How to complete this task ▸
Restate word for word every entry that appears below, skipping its pictures.

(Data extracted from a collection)
##############################

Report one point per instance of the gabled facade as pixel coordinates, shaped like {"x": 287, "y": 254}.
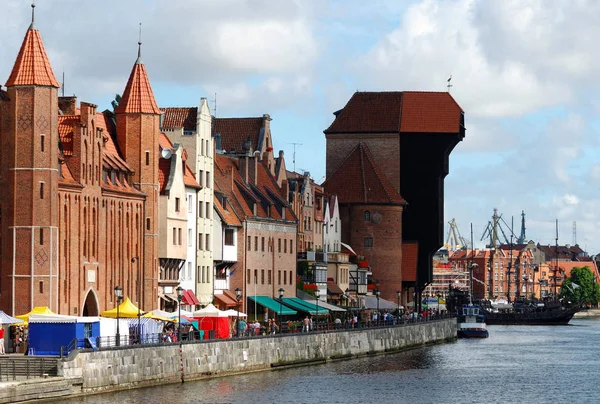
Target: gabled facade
{"x": 192, "y": 126}
{"x": 79, "y": 202}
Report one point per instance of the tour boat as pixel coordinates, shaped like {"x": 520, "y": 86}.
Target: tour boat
{"x": 471, "y": 323}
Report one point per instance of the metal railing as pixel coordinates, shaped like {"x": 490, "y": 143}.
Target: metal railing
{"x": 12, "y": 367}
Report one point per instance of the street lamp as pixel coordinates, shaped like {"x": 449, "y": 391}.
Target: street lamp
{"x": 281, "y": 291}
{"x": 377, "y": 293}
{"x": 399, "y": 294}
{"x": 134, "y": 260}
{"x": 119, "y": 296}
{"x": 347, "y": 295}
{"x": 238, "y": 296}
{"x": 179, "y": 297}
{"x": 317, "y": 295}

##############################

Finished exercise ▸
Report one point per instance of the gabled facade as pixel coordinates, shaped like {"x": 287, "y": 254}.
Target: gabled facade
{"x": 192, "y": 126}
{"x": 79, "y": 202}
Report one point per instance of the tour boat as pixel coordinates, shaped like {"x": 520, "y": 86}.
Target: tour boat
{"x": 471, "y": 323}
Report one point per instance of the metal railing as pixel coordinates, shaped like {"x": 490, "y": 143}.
Target: metal railing
{"x": 12, "y": 367}
Report one point per instance of the street lamp as pixel coordinates, shaped like {"x": 449, "y": 391}.
Target: street lamp
{"x": 281, "y": 291}
{"x": 377, "y": 293}
{"x": 399, "y": 294}
{"x": 134, "y": 260}
{"x": 119, "y": 296}
{"x": 347, "y": 295}
{"x": 238, "y": 296}
{"x": 179, "y": 297}
{"x": 317, "y": 295}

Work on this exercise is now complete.